* **Excerpts of bounding box data**
══════════════════════════════
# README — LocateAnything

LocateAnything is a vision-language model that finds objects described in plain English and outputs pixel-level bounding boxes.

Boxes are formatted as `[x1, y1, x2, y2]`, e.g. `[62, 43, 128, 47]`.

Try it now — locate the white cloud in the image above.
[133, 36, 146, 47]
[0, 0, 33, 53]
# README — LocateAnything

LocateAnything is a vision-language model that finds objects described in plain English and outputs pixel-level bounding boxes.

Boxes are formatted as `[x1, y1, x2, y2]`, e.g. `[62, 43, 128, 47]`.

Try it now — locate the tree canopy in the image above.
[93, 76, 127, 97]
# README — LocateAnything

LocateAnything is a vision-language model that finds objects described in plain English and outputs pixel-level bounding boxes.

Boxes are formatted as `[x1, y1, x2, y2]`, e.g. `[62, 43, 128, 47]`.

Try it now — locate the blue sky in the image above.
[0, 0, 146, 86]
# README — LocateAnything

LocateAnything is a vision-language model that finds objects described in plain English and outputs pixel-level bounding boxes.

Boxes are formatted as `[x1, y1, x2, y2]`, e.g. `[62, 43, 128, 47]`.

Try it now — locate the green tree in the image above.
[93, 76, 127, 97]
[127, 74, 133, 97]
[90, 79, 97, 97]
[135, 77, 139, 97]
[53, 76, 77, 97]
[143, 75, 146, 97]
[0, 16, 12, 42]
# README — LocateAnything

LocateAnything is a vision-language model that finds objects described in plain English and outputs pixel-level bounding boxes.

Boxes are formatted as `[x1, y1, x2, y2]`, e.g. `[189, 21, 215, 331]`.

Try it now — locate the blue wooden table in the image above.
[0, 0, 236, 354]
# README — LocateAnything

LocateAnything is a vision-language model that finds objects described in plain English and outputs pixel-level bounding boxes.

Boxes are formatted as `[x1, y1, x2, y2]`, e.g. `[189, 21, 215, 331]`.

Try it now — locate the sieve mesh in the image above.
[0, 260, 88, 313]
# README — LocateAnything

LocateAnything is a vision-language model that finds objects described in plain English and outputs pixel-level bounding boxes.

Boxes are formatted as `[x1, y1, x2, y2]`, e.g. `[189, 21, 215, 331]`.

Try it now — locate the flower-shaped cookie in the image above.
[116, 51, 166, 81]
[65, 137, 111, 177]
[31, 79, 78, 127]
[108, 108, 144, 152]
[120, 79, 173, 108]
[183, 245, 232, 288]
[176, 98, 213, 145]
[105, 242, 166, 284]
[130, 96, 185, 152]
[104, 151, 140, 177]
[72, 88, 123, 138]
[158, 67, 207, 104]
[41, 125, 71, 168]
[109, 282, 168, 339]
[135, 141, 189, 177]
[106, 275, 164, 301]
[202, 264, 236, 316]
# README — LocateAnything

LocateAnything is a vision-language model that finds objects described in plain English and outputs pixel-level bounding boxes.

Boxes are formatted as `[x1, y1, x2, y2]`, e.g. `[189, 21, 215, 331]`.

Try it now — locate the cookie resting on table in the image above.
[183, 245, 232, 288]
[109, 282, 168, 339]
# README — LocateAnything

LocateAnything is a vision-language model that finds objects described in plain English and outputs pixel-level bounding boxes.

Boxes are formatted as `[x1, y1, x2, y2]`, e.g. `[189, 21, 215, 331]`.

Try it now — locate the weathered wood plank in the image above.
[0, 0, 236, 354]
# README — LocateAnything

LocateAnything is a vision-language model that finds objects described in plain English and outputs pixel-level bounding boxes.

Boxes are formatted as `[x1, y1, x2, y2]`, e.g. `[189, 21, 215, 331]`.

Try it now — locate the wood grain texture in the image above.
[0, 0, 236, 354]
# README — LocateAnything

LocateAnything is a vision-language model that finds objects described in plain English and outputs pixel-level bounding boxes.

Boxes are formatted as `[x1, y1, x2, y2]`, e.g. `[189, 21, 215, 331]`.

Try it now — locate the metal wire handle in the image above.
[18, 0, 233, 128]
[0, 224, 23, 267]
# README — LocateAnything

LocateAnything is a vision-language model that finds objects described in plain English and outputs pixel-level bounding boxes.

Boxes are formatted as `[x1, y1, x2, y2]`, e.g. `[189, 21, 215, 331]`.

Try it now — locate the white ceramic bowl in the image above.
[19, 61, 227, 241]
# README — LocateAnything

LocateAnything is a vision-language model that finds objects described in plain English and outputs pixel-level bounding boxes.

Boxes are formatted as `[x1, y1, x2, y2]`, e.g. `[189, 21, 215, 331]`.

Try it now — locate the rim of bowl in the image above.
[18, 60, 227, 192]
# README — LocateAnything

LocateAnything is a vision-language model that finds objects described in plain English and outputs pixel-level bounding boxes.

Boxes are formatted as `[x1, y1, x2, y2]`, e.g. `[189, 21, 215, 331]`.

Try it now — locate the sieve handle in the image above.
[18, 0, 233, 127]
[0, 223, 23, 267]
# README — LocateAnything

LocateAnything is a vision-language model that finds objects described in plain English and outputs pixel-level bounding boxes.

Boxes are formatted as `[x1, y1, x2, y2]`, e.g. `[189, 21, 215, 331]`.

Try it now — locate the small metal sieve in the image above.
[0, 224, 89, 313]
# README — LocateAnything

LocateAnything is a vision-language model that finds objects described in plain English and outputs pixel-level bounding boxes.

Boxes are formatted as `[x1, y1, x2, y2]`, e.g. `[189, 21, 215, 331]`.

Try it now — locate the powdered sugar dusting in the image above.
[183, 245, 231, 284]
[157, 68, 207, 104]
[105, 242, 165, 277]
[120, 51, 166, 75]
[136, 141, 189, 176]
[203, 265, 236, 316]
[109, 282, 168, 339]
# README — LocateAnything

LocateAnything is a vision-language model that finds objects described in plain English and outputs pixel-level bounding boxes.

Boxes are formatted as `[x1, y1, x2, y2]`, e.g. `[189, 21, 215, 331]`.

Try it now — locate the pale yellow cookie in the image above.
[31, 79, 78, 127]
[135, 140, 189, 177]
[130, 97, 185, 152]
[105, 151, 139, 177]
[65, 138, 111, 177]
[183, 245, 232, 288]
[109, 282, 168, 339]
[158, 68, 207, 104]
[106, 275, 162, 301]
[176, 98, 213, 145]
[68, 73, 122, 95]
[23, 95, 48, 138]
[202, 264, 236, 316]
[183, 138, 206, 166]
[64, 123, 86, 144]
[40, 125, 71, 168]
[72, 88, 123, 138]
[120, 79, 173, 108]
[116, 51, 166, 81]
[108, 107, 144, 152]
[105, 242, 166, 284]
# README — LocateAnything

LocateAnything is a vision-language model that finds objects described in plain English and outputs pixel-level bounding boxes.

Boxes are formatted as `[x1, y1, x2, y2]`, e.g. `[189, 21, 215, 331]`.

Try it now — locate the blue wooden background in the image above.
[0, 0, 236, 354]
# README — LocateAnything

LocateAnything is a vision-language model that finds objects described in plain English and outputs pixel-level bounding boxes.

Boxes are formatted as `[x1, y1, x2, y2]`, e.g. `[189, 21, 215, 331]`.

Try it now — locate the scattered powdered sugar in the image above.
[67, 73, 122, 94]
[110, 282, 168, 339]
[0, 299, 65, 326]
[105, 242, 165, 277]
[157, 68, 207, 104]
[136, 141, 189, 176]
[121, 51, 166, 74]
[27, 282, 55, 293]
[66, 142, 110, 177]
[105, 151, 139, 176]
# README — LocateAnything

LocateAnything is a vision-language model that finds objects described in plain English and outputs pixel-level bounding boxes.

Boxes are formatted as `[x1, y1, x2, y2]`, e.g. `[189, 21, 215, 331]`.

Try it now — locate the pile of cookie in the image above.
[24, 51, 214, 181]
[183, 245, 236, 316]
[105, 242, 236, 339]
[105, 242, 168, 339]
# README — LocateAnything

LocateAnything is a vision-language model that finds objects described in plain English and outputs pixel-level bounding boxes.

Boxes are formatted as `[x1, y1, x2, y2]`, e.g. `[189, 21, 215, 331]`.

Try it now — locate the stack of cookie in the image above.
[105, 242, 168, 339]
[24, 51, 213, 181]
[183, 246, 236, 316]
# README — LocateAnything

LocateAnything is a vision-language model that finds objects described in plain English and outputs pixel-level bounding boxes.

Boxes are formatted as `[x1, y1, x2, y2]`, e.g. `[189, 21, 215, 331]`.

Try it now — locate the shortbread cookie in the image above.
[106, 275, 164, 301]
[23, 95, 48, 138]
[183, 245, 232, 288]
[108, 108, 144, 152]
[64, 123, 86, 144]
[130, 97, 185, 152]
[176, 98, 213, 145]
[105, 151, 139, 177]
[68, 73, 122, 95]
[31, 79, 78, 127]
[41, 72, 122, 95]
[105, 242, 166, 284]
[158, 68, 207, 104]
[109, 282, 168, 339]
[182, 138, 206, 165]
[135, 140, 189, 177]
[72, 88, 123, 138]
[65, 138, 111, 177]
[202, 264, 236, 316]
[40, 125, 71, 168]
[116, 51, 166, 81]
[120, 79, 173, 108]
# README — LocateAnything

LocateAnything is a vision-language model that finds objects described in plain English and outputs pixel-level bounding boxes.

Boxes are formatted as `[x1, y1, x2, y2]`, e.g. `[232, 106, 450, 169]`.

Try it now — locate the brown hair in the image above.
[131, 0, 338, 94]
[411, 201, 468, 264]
══════════════════════════════
* **Written problem**
Please edit the entries from the very first line through the line containing "[0, 16, 12, 42]", replacing "plain English" with "everyday English" and changing nothing else. Return only that part.

* **Completed task**
# README — LocateAnything

LocateAnything is a vision-language model that finds objects described in everyday English and outputs pixel-level bounding boxes.

Boxes are formatted as `[x1, y1, x2, y2]`, e.g. `[62, 43, 128, 47]`.

Try it now — locate the white cloud in the image above.
[133, 36, 146, 47]
[0, 0, 33, 53]
# README — LocateAnything

LocateAnything is a vision-language model that finds objects described in everyday English and outputs pixel-level bounding boxes.

Boxes are formatted as `[x1, y1, x2, y2]`, e.g. `[62, 43, 128, 47]`.

Try it now — locate the tree canopy in the image above.
[93, 76, 127, 97]
# README — LocateAnything

LocateAnything is a vision-language model that finds objects described in everyday English and outputs pixel-level bounding boxes.

Boxes are formatted as `[x1, y1, x2, y2]`, e.g. `[62, 43, 128, 47]`.

Try it now — locate the blue sky in the image above.
[0, 0, 146, 86]
# README — LocateAnything

LocateAnything is a vision-language model that finds objects described in everyday English and outputs pixel-level bounding boxes.

Boxes are formatted as `[x1, y1, x2, y2]`, e.g. `[62, 43, 128, 47]`.

Try it now — locate the green tree in the image above.
[93, 76, 127, 97]
[127, 74, 133, 97]
[90, 79, 97, 97]
[135, 77, 139, 97]
[53, 76, 77, 97]
[143, 75, 146, 97]
[0, 16, 12, 42]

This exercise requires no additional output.